··· SOURCE MATERIAL ···
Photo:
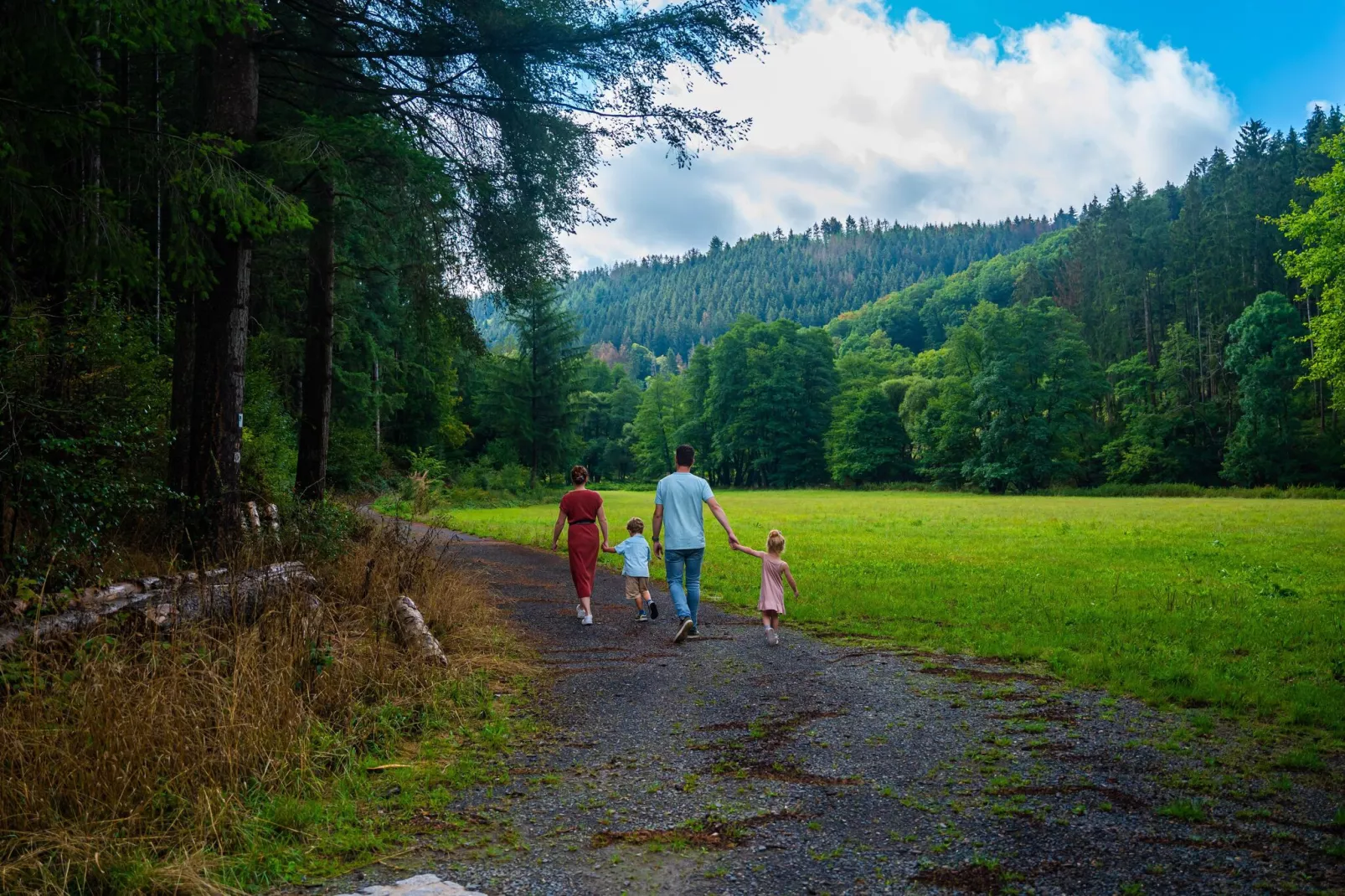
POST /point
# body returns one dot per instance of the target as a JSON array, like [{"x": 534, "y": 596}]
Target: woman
[{"x": 581, "y": 507}]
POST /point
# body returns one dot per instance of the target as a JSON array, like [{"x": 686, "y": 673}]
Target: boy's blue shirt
[{"x": 635, "y": 552}]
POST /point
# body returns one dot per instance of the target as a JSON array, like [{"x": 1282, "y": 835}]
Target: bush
[{"x": 133, "y": 765}]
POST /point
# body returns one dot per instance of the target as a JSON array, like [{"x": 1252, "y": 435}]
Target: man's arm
[{"x": 723, "y": 517}]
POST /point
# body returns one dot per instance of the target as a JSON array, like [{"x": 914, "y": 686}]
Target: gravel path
[{"x": 727, "y": 765}]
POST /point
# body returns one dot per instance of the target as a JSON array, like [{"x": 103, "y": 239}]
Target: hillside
[
  {"x": 1140, "y": 261},
  {"x": 672, "y": 303}
]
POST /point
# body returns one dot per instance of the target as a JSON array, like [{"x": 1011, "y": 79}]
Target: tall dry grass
[{"x": 126, "y": 756}]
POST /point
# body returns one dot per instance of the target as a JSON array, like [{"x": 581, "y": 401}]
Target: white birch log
[
  {"x": 415, "y": 634},
  {"x": 191, "y": 596}
]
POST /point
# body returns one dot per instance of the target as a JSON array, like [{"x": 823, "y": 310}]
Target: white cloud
[{"x": 854, "y": 113}]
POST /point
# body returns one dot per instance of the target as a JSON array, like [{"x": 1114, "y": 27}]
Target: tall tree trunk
[
  {"x": 217, "y": 408},
  {"x": 315, "y": 420},
  {"x": 183, "y": 379}
]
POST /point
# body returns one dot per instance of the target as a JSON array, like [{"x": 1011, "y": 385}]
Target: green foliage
[
  {"x": 759, "y": 405},
  {"x": 1033, "y": 397},
  {"x": 672, "y": 304},
  {"x": 1143, "y": 596},
  {"x": 84, "y": 440},
  {"x": 530, "y": 394},
  {"x": 1266, "y": 355},
  {"x": 868, "y": 440},
  {"x": 663, "y": 409},
  {"x": 270, "y": 440},
  {"x": 1320, "y": 265}
]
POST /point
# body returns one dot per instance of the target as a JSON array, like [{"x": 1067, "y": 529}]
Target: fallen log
[
  {"x": 415, "y": 634},
  {"x": 213, "y": 595}
]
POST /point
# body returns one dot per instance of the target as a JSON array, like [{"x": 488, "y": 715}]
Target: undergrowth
[{"x": 228, "y": 756}]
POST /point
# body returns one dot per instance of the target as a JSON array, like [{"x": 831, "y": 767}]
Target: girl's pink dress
[{"x": 772, "y": 584}]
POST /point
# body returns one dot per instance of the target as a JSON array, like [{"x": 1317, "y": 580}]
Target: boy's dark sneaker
[{"x": 683, "y": 630}]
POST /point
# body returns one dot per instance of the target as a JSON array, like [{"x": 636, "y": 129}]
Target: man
[{"x": 677, "y": 505}]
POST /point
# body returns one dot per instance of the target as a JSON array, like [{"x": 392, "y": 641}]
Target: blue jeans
[{"x": 686, "y": 601}]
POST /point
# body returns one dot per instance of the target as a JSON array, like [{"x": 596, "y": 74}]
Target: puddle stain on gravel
[
  {"x": 969, "y": 878},
  {"x": 790, "y": 774},
  {"x": 900, "y": 729},
  {"x": 982, "y": 674},
  {"x": 708, "y": 833},
  {"x": 1112, "y": 794}
]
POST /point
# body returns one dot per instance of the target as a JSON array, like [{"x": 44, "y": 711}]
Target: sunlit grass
[{"x": 1236, "y": 605}]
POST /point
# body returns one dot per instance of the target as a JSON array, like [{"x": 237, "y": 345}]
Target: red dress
[{"x": 580, "y": 509}]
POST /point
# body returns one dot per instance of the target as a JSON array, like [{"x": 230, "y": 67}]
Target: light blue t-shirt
[
  {"x": 681, "y": 497},
  {"x": 635, "y": 554}
]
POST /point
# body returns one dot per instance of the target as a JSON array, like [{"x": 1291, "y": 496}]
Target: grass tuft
[
  {"x": 232, "y": 756},
  {"x": 1147, "y": 596}
]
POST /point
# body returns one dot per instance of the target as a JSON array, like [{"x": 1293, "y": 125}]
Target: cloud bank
[{"x": 854, "y": 113}]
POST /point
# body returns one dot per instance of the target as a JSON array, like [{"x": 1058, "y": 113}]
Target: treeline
[
  {"x": 676, "y": 303},
  {"x": 237, "y": 237},
  {"x": 1152, "y": 342}
]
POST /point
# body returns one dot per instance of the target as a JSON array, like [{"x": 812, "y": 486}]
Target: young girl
[{"x": 772, "y": 590}]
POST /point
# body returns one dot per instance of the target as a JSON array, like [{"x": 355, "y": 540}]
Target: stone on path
[{"x": 419, "y": 885}]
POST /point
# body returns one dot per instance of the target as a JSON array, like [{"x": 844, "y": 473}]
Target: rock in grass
[{"x": 419, "y": 885}]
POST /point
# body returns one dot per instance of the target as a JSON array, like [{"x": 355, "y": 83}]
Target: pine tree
[{"x": 530, "y": 393}]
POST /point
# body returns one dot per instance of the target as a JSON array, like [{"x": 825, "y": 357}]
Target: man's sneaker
[{"x": 683, "y": 630}]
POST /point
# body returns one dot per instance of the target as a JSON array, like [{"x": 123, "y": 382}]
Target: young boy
[{"x": 635, "y": 554}]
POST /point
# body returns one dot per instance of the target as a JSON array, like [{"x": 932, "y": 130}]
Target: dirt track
[{"x": 725, "y": 765}]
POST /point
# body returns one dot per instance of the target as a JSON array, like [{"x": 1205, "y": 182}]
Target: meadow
[{"x": 1234, "y": 605}]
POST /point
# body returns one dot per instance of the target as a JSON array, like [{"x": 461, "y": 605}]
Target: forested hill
[{"x": 672, "y": 303}]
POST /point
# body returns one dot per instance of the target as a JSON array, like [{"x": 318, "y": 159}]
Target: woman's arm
[{"x": 556, "y": 533}]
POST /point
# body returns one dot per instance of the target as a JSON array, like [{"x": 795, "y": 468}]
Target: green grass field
[{"x": 1238, "y": 605}]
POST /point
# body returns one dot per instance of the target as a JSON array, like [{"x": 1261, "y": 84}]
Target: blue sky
[
  {"x": 1273, "y": 57},
  {"x": 962, "y": 111}
]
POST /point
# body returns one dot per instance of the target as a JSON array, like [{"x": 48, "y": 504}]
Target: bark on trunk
[
  {"x": 315, "y": 420},
  {"x": 215, "y": 595},
  {"x": 215, "y": 452},
  {"x": 179, "y": 412},
  {"x": 416, "y": 634}
]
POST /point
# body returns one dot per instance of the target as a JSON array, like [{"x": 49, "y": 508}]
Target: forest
[
  {"x": 676, "y": 303},
  {"x": 240, "y": 239},
  {"x": 1184, "y": 335},
  {"x": 252, "y": 255}
]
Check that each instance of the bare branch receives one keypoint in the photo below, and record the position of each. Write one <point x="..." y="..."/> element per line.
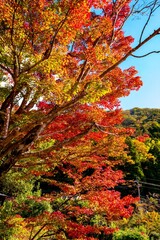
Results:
<point x="156" y="32"/>
<point x="148" y="19"/>
<point x="145" y="55"/>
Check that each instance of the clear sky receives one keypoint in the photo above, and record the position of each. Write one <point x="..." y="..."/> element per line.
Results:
<point x="148" y="68"/>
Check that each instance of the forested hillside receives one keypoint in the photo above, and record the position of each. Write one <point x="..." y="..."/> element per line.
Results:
<point x="144" y="148"/>
<point x="62" y="142"/>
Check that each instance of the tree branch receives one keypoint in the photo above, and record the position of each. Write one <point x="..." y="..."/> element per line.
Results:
<point x="156" y="32"/>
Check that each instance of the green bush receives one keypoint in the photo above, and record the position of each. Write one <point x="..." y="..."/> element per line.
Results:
<point x="129" y="235"/>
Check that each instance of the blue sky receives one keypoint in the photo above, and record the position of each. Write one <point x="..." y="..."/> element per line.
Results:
<point x="148" y="68"/>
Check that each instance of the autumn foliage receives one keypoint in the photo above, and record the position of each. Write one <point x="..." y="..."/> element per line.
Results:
<point x="60" y="113"/>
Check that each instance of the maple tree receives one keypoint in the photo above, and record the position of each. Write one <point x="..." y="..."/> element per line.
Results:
<point x="59" y="64"/>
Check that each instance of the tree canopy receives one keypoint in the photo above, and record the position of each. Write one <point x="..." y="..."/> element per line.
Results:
<point x="60" y="113"/>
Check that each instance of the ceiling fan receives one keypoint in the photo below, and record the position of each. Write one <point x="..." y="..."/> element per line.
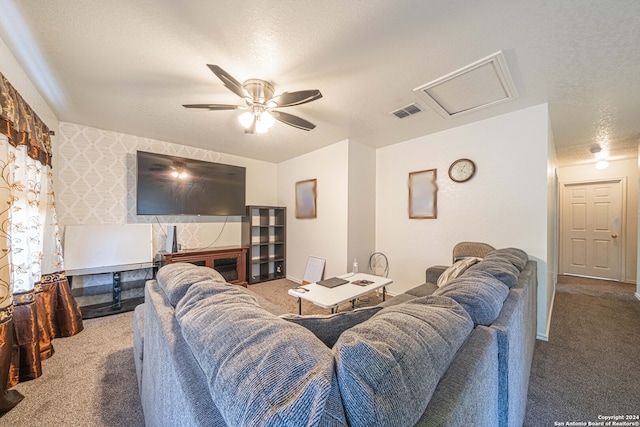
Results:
<point x="260" y="103"/>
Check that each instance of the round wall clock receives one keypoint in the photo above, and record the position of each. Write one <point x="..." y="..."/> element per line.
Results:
<point x="462" y="170"/>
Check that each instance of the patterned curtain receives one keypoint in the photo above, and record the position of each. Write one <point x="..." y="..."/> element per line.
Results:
<point x="36" y="305"/>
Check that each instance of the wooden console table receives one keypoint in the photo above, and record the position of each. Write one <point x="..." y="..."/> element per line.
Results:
<point x="230" y="261"/>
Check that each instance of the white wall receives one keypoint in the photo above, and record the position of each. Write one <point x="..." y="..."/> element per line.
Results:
<point x="361" y="227"/>
<point x="505" y="204"/>
<point x="324" y="236"/>
<point x="548" y="294"/>
<point x="638" y="236"/>
<point x="628" y="170"/>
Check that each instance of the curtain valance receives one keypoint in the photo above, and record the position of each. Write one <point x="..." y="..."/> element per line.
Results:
<point x="21" y="125"/>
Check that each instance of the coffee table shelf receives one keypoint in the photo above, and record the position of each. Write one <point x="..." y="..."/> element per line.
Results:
<point x="332" y="297"/>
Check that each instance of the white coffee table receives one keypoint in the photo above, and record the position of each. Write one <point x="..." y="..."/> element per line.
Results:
<point x="332" y="297"/>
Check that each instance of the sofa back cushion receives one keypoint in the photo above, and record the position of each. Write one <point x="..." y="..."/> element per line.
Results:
<point x="456" y="270"/>
<point x="479" y="293"/>
<point x="260" y="369"/>
<point x="175" y="279"/>
<point x="389" y="365"/>
<point x="328" y="328"/>
<point x="499" y="268"/>
<point x="515" y="256"/>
···
WRITTEN TASK:
Return exactly the lines from the line bearing "Check that each instance of the white coffee" to the end of the records, inclusive of both; include no other lines.

EXPECTED OUTPUT:
Check that each instance of the white coffee table receives one keypoint in the photo above, and record the position of each. Write one <point x="..." y="..."/> element per line.
Results:
<point x="332" y="297"/>
Check that each instance of the sofa back cushion receives one keypoint in the photo above, and record the position of each. Write one <point x="..." y="..."/> element per line.
Results:
<point x="456" y="270"/>
<point x="479" y="293"/>
<point x="260" y="369"/>
<point x="175" y="279"/>
<point x="389" y="365"/>
<point x="328" y="328"/>
<point x="499" y="268"/>
<point x="515" y="256"/>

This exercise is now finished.